| Your goal |
Only the lines from the line containing "the dry grass" to the end of the entries should be repeated, exactly as they appear.
— START OF Material provided —
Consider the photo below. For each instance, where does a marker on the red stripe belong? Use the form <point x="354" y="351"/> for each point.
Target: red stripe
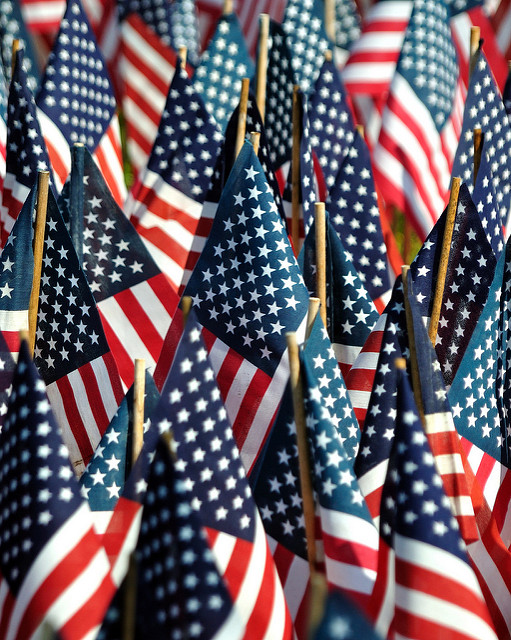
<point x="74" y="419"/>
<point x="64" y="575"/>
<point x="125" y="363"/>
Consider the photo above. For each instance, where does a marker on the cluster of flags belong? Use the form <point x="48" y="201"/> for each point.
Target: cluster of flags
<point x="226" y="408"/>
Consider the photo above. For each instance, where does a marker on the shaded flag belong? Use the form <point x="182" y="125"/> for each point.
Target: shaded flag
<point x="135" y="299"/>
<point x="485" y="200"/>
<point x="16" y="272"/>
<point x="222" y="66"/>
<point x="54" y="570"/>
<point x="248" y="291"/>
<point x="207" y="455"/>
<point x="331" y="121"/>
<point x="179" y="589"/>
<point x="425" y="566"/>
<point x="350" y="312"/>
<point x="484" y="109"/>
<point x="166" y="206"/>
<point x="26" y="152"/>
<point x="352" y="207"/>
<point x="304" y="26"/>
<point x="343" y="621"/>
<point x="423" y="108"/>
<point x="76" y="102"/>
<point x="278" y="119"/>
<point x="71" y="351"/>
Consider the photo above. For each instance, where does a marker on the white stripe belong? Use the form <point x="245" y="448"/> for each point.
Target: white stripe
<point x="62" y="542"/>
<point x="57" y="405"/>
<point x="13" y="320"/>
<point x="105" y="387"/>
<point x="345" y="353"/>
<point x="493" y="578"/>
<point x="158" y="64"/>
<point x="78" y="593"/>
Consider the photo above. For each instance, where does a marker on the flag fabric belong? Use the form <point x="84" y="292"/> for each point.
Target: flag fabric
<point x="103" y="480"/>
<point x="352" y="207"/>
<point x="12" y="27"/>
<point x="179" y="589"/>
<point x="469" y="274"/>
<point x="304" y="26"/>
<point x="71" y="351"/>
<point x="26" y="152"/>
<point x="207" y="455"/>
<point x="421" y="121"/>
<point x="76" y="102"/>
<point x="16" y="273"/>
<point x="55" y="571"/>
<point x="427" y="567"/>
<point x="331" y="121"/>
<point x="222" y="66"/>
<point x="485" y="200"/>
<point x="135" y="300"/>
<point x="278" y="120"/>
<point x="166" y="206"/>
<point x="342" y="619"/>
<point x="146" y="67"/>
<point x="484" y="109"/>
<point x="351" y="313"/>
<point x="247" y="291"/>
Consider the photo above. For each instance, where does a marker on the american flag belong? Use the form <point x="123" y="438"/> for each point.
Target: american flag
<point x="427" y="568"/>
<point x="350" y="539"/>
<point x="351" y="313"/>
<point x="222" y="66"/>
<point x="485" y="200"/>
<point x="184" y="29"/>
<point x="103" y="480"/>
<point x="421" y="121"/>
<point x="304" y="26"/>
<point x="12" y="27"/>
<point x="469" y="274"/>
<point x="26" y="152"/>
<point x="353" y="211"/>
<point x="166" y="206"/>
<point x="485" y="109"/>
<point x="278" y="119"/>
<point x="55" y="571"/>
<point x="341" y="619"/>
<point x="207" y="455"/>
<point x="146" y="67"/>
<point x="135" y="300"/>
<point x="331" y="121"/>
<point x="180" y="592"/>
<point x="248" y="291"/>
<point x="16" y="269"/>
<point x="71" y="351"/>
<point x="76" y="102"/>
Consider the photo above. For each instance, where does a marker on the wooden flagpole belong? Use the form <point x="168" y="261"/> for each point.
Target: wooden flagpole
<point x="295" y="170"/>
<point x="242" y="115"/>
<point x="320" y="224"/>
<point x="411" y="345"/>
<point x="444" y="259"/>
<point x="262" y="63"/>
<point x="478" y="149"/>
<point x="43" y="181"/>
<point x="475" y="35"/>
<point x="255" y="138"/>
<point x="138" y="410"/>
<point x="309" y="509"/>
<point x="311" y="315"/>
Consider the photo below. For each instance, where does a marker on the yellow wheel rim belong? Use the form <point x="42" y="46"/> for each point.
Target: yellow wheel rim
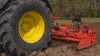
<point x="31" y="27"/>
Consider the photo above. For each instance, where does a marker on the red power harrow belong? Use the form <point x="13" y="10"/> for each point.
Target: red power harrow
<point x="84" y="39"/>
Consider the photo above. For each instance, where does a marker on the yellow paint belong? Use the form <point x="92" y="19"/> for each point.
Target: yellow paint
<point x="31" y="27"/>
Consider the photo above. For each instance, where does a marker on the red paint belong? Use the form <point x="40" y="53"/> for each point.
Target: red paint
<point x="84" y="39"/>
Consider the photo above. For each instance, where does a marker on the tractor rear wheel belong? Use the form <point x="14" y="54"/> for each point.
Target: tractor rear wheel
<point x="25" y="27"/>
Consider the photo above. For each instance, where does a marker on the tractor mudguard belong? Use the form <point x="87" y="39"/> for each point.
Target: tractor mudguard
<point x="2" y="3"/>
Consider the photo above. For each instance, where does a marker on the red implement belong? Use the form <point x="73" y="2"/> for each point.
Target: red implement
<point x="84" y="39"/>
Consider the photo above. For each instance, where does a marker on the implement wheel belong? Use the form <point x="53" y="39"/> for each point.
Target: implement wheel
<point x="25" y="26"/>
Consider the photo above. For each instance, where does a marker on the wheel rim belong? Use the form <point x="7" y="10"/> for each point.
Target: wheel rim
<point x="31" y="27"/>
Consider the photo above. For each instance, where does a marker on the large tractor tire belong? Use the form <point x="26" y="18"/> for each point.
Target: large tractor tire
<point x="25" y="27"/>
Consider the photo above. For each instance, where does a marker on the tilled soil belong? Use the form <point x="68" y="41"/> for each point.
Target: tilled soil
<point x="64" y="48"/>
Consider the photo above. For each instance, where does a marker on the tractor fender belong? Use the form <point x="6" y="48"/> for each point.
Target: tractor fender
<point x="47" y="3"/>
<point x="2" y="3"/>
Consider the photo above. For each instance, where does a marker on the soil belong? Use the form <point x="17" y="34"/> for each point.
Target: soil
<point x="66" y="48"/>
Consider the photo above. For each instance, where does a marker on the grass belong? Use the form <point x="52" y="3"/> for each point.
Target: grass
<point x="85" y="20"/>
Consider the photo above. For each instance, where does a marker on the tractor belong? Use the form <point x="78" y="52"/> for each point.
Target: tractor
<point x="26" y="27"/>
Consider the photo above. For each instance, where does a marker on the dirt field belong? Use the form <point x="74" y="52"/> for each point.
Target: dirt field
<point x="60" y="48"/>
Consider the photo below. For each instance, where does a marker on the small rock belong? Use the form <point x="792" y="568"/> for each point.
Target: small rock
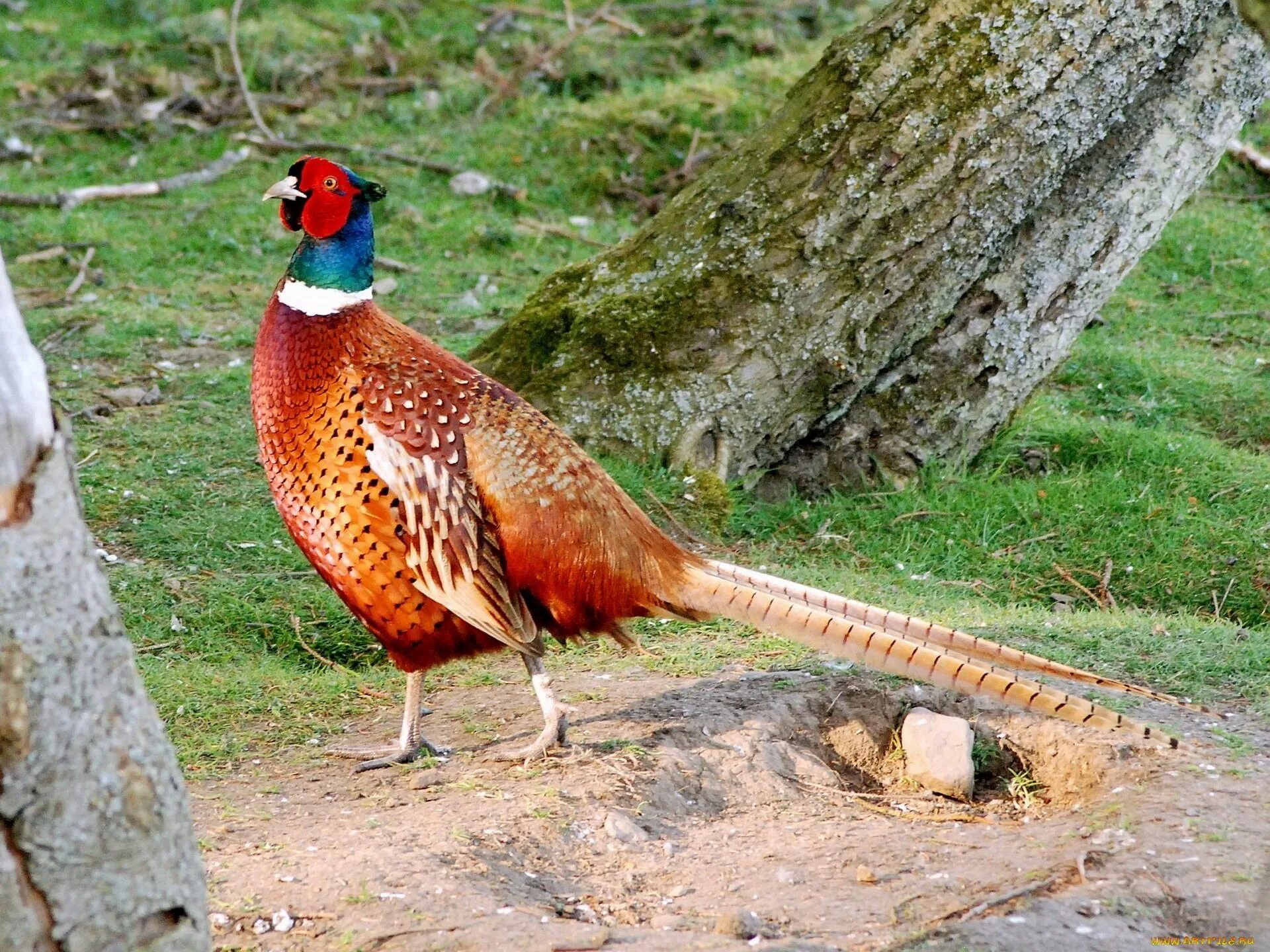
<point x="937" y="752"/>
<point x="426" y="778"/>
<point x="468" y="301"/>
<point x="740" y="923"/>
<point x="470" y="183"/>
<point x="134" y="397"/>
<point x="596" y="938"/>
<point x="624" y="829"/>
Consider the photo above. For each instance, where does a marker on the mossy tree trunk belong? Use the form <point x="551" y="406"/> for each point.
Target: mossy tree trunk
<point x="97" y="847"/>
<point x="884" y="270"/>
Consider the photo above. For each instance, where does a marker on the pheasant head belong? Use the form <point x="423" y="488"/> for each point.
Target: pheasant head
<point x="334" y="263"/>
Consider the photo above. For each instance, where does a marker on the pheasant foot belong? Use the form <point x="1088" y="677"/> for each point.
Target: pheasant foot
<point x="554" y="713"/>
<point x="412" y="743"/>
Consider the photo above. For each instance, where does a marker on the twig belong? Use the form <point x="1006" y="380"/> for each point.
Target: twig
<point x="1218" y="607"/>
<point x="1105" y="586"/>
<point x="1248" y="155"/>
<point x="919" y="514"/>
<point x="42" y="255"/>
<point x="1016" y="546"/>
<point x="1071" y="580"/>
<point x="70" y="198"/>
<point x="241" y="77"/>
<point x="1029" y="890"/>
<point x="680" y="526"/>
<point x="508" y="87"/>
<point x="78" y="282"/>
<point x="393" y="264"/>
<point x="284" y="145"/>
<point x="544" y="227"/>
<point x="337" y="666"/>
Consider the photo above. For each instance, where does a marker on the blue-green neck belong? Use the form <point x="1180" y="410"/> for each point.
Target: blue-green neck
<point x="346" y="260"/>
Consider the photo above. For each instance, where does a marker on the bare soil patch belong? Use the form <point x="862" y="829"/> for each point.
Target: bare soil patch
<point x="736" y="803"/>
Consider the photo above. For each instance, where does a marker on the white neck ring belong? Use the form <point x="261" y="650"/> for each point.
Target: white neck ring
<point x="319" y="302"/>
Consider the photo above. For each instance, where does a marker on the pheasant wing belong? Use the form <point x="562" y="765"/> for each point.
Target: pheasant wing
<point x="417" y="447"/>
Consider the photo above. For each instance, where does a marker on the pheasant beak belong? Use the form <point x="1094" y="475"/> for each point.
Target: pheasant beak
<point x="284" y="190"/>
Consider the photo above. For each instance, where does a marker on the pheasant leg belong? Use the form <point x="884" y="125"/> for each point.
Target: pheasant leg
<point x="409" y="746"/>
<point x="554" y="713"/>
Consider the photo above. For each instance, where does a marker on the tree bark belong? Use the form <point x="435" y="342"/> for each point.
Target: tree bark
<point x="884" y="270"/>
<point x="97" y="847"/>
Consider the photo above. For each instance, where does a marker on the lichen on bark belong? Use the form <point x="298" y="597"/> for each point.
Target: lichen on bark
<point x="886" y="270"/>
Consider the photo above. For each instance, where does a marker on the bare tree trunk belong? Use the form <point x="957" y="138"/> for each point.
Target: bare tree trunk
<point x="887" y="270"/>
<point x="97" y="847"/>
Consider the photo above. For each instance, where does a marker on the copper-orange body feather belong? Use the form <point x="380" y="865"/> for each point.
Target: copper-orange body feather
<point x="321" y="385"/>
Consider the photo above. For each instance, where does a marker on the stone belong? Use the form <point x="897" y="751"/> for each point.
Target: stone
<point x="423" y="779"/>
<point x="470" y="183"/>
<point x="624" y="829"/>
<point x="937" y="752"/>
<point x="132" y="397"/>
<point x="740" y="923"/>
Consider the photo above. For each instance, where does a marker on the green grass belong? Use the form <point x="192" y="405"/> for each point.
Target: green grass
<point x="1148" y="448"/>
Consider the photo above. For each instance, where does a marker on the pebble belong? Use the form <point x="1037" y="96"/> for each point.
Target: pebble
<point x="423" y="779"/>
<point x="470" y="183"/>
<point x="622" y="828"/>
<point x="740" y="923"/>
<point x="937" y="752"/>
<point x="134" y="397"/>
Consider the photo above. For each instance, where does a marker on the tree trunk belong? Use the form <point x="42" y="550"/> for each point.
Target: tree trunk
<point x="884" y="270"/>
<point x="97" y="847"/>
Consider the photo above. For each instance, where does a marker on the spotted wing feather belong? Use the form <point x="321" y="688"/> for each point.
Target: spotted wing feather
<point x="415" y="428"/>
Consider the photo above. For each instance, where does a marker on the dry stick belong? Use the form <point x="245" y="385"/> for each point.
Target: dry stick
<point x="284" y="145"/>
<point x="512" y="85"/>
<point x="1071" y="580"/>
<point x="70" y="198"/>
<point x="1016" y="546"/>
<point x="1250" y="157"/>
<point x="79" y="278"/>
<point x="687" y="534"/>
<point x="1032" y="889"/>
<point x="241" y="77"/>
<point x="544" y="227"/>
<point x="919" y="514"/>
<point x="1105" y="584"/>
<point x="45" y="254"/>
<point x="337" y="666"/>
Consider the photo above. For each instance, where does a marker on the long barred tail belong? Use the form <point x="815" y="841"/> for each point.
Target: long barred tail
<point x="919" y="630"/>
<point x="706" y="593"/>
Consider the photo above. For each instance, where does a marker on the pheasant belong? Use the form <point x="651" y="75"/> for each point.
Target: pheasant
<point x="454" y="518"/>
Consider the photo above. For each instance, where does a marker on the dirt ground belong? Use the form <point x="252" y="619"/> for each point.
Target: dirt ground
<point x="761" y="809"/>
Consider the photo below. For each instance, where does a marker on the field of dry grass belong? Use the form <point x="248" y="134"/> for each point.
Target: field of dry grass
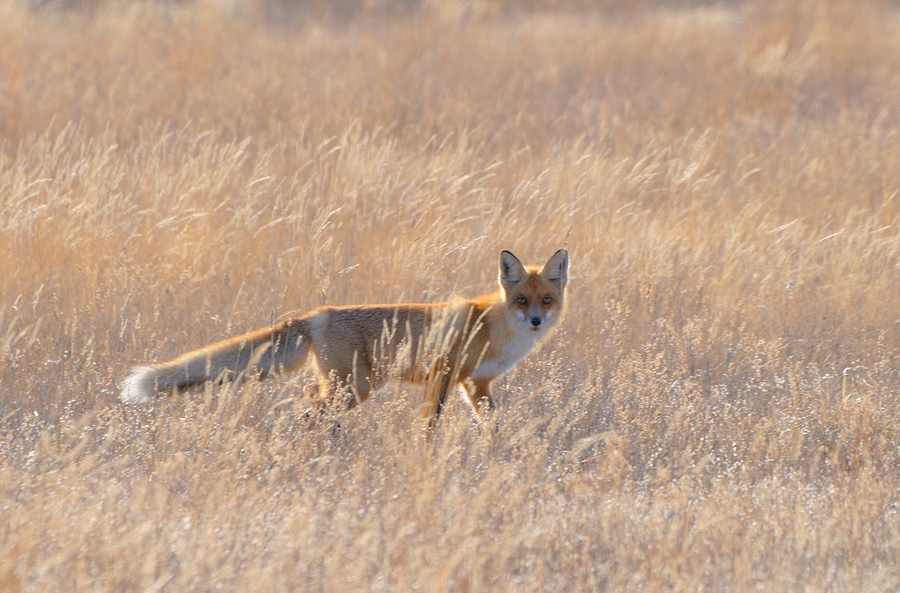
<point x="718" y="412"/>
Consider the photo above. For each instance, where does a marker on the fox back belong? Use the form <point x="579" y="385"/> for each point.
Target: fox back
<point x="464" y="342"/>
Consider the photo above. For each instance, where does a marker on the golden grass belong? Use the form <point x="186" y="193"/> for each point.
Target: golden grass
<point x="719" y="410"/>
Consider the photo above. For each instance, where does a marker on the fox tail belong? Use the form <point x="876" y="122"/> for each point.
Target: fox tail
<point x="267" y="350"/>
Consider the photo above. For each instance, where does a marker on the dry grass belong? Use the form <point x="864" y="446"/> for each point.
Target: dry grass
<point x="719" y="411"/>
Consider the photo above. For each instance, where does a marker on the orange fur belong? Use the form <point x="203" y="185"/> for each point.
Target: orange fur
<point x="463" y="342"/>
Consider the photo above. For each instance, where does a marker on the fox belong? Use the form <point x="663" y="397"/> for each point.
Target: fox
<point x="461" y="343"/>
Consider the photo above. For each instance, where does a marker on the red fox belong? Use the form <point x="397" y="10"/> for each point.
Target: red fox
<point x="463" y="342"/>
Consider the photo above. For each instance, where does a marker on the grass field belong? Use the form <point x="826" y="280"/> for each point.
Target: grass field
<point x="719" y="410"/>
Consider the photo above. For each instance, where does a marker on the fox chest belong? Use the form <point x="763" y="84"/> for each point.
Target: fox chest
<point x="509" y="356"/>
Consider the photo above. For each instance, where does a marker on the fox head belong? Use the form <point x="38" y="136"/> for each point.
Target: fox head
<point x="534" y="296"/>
— END OF Material provided —
| Response to this exercise |
Consider the photo above. For each instance, where does a marker on the dry grass belong? Use the form <point x="864" y="446"/> for each point.
Target: dry grass
<point x="719" y="411"/>
Consider the photo above. For each instance, where does a marker on the orange fur belong? Use the form <point x="203" y="185"/> for each point.
Target: orange fur
<point x="463" y="342"/>
Consider the photo above. For each instance, where does a marker on the fox belong? Use the form <point x="663" y="397"/> for each point.
Target: fox
<point x="461" y="343"/>
Consider the photo above. For each instance, where does a marker on the red fox belong? Use the form <point x="397" y="10"/> for each point.
Target: red fox
<point x="463" y="342"/>
Consider the photo above. For each instance, where does a marker on the grass field belong? Use the form <point x="826" y="280"/> for each point.
Target: grass field
<point x="719" y="410"/>
Consider the photo above. For each instance, where does a marker on the fox chest belong? Use the form <point x="763" y="84"/> for each point.
Target: fox chest
<point x="509" y="356"/>
Consider the photo above. For each instance, where does a marker on the fox head belong? Use the form <point x="38" y="136"/> for each point.
Target: fox head
<point x="534" y="296"/>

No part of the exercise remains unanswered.